### REQUIREMENTS
Copy each of the items below verbatim, one line at a time, with no changes.

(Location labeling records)

----------------------------------------

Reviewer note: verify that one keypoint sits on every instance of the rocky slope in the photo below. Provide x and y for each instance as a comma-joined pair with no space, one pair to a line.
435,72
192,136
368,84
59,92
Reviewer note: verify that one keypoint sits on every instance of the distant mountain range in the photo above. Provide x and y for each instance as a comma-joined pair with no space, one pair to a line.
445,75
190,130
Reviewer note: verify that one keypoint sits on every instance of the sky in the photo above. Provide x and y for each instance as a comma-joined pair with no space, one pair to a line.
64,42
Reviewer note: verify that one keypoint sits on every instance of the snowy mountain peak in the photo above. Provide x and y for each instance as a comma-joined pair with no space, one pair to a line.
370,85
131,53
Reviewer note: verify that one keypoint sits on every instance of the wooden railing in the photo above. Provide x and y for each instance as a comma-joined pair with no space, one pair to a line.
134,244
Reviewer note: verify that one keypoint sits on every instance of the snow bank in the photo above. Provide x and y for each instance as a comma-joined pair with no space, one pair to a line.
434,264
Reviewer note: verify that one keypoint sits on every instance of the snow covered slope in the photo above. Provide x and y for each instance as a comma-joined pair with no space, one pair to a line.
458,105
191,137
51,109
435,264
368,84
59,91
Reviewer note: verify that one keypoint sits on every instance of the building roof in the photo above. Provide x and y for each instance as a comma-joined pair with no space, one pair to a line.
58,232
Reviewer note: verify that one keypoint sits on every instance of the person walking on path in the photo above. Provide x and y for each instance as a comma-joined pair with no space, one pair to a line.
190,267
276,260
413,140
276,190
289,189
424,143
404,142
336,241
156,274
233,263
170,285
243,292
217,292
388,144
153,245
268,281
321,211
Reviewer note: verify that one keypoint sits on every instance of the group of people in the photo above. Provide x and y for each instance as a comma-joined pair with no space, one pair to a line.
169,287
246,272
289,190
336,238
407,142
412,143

----------------------------------------

### FINAL RESULT
Reviewer note: verify that one keypoint sits on every instance of the rocky slope in the photo below. Provide x and y for each instance as a comma-joined pair with no space, one pair to a line.
435,72
192,136
368,84
59,92
Reviewer note: verify that one keypoint sits on every instance of the distant mountain range in the photo above. Provide x and y for each instance as a comma-joined pair with no space, one pair to a line.
445,75
190,130
Reviewer note: verify that one keypoint sits on every instance of the sky in the photo above. Provide x and y for each instance as a comma-joined pair with no space, one pair to a line.
64,42
Reviewer note: verify that one keypoint sits on every instance of the snowy mountain peak in the photo above. Provide x and y for each instance as a comma-joined pair with no space, one pair to a line.
370,85
131,53
Reviewer note: verify that one keypoint sits on every instance of the wooden railing in the photo above. Provide x and y for each instance as a comma-joined pair with no space, one pair to a line.
134,244
Reviewer note: verify that one keypoint sits on every instance of the snow bank in the photo above. Provide x and y for each instance as a comma-joined pair with no space, one pair to a line.
434,264
Reviewer note: verify that one keypoint sits on every instance of the snow covered slope in the photo above. Provide x and y for each instance as a comma-joined pair with no space, one pair to a line.
458,105
191,137
51,109
435,264
368,84
59,91
Reviewer note: verify that one keypoint sits on every instance of the building roof in the photo above. Provide x and y for each instance as a comma-joined pair with no space, one pair to a line.
58,232
Reviewer note: verify that one keypoint sits on every instance of the person walking on path in the photo above. Provide x and y for each instance as a comma-joined pair with no space, one pair to a line.
190,267
276,260
413,140
276,190
289,189
424,143
404,142
336,241
156,274
233,263
170,285
243,292
217,292
388,144
153,245
268,281
321,211
Reviewer note: verify that one keypoint sits on every instance of the group of people in the photo above. Provide x and y for each instance as a comma-joined pair with no space, one pair to a line.
169,287
246,272
289,190
336,238
407,142
412,143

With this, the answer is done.